→ **Document extract**
LinuxLists.cc - [PATCH 1/1] fat: improve sync performance by grouping writes revised again

2006-11-01 16:24:32

Subject: [PATCH 1/1] fat: improve sync performance by grouping writes revised again

From: Holden Karau <[email protected]> http://www.holdenkarau.com
This is an attempt at improving fat_mirror_bhs in sync mode [namely it
writes all of the data for a backup block, and then blocks untill
finished]. The old behavior would write & block in smaller chunks, so
this should be slightly faster. It also removes the fix me requesting
that it be fixed to behave this way :-)

→ **Source material**
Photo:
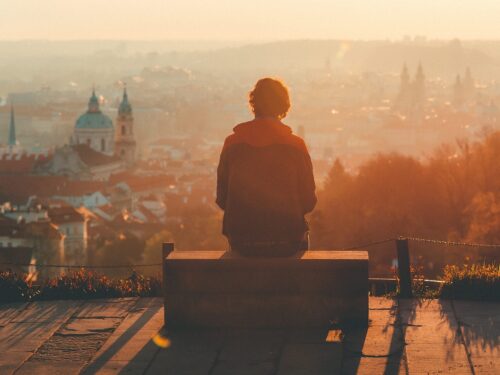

→ **Given task 1**
Transcribe the stretch of the FAT sync patch notice from "Subject: [PATCH 1/1]" through "this way :-)".
→ **Given task 2**
Summarize the FAT sync patch notice in two sentences.

→ **Result 1**
Subject: [PATCH 1/1] fat: improve sync performance by grouping writes revised again

From: Holden Karau <[email protected]> http://www.holdenkarau.com
This is an attempt at improving fat_mirror_bhs in sync mode [namely it
writes all of the data for a backup block, and then blocks untill
finished]. The old behavior would write & block in smaller chunks, so
this should be slightly faster. It also removes the fix me requesting
that it be fixed to behave this way :-)

→ **Result 2**
The patch attempts to improve fat_mirror_bhs in sync mode by writing all of the data for a backup block and then blocking until finished, whereas the old behavior wrote and blocked in smaller chunks, so the change should be slightly faster. It also removes the fix-me note that requested this behavior.